Questions to answer -
1) Answer these questions about the blog post on purpose and healthy aging.
(a) What is a sense of purpose more important than for many people?
(b) What kind of sleep do people with a sense of purpose get?
(c) By how much is the risk of a cardiovascular event lower for those with an upbeat view of aging?
2) Continue the blog post on purpose and healthy aging, starting after its final sentence.

───── Excerpt provided ─────

Continuing from yesterday’s blog post about healthy living and having friends to help you live a health life, today we’ll talk about having a purpose in life. This is also important to health as we get older; it’s a key to aging successfully. A sense of purpose for many is more important than making money, and it’s associated with a wide range of better health outcomes, including reduced risk of mortality, stroke, heart attack, and Alzheimer’s disease.
People with a sense of purpose get better sleep, have fewer nights of hospital admission, and go to the doctor less often. They’re also more likely to take care of their health by eating healthier, exercising more, avoiding drugs and alcohol, and seeking out better preventive health choices.
Evidence also shows that optimism about aging has an impact on our health, adding more than seven years to our life expectancy. Those with an upbeat view of aging are more likely to fully recover from a severe disability, have a larger part of the brain that affects memory, show less anatomical evidence of Alzheimer’s on an MRI, and have up to an 80% lower risk of a cardiovascular event.

───── Records ─────

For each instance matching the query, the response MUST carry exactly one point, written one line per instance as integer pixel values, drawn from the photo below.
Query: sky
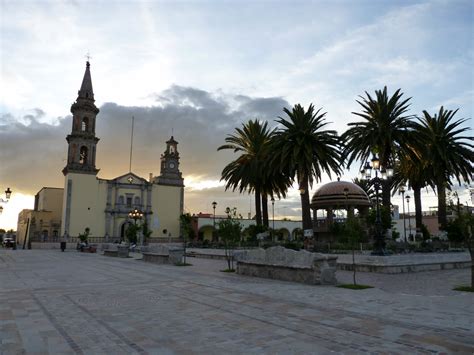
(199, 69)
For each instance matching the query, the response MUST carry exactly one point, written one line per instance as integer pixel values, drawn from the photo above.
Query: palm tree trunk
(258, 207)
(442, 219)
(418, 212)
(305, 209)
(386, 194)
(265, 209)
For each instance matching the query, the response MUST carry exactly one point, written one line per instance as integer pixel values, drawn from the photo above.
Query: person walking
(63, 242)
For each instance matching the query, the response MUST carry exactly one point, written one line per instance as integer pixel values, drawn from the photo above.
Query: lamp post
(409, 217)
(402, 191)
(214, 204)
(346, 195)
(273, 217)
(455, 194)
(8, 194)
(385, 173)
(135, 214)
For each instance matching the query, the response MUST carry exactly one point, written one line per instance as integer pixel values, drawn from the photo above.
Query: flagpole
(131, 146)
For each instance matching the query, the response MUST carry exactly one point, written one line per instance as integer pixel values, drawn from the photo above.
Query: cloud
(33, 153)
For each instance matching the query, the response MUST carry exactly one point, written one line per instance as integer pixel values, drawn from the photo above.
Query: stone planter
(122, 251)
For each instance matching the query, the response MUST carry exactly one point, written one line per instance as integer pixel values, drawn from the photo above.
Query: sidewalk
(73, 303)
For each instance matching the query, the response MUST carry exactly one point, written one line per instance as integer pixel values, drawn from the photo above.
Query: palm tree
(413, 169)
(448, 152)
(383, 131)
(273, 184)
(247, 171)
(302, 149)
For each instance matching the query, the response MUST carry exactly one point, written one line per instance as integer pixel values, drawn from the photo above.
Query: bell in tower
(169, 172)
(82, 141)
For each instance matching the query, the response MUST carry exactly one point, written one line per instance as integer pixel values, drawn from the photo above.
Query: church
(104, 205)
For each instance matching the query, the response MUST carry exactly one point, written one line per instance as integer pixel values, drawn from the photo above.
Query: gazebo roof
(332, 195)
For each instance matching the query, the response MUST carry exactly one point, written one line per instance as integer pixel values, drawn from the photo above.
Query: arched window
(85, 124)
(83, 155)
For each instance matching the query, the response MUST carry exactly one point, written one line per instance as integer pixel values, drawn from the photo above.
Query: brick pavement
(75, 303)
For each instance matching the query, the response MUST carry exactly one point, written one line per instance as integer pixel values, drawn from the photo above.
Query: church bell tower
(169, 172)
(82, 141)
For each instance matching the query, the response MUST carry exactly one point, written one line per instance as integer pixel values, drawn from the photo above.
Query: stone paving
(78, 303)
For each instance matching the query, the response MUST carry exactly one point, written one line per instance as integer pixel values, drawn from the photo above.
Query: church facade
(104, 205)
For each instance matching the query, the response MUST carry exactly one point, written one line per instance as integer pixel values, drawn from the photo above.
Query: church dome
(332, 195)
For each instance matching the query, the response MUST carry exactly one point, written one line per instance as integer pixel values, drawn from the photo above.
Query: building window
(83, 155)
(85, 124)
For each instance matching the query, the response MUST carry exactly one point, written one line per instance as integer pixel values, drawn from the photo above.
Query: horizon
(199, 70)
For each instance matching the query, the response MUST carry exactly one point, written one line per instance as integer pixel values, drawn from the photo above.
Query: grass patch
(354, 287)
(464, 288)
(227, 270)
(183, 264)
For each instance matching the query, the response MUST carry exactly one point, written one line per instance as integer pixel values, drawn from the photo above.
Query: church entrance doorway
(123, 231)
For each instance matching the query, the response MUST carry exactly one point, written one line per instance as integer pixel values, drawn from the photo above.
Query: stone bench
(110, 252)
(288, 265)
(88, 249)
(156, 258)
(162, 254)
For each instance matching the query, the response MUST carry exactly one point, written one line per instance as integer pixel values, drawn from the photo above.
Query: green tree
(383, 131)
(414, 170)
(302, 149)
(449, 152)
(355, 233)
(246, 173)
(462, 230)
(146, 231)
(230, 230)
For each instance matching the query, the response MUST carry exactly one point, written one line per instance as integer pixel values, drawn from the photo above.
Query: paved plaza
(77, 303)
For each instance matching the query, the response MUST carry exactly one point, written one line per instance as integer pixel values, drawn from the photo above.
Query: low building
(204, 225)
(43, 223)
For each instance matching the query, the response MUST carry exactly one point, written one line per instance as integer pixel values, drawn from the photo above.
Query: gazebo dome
(332, 195)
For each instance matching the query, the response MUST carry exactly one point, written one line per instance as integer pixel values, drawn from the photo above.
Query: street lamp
(8, 194)
(409, 217)
(346, 195)
(385, 173)
(402, 191)
(214, 204)
(273, 216)
(136, 214)
(455, 194)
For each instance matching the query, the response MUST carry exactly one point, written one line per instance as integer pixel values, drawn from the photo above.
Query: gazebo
(337, 195)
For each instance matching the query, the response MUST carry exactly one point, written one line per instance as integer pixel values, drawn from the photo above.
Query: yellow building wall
(86, 199)
(22, 224)
(51, 199)
(166, 207)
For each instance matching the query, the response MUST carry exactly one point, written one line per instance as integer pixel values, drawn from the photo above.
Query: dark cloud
(32, 154)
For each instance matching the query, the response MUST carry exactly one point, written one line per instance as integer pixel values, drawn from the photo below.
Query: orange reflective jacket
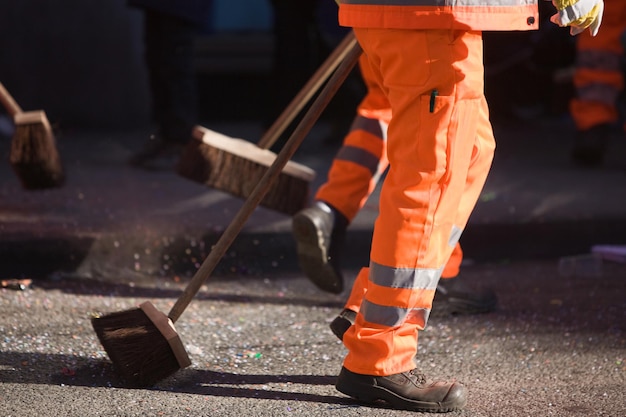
(440, 14)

─────

Answers to the exercise -
1)
(a) Making money.
(b) Better sleep.
(c) Up to 80% lower.

2)
Changes in lifestyle and medical advances can increase our life span and shrink the number of years spent with a disability. But it’s also vital that we have something to get us up in the morning and someone to share our lives with—and that we approach each day with a smile.
So now we’re back to having friends and employing a happiness officer to help you (and, in turn, them too!) get through the day. Do you have someone you can call any time to chat, meet for coffee, solve the world’s problems, discuss health issues?
I’m facing a health issue right now and my friends are very supportive. I’m also getting good vibes from coworkers, which is a first for me. I didn’t have that support at my last job, and I truly believe I’m no longer in that toxic situation for a reason.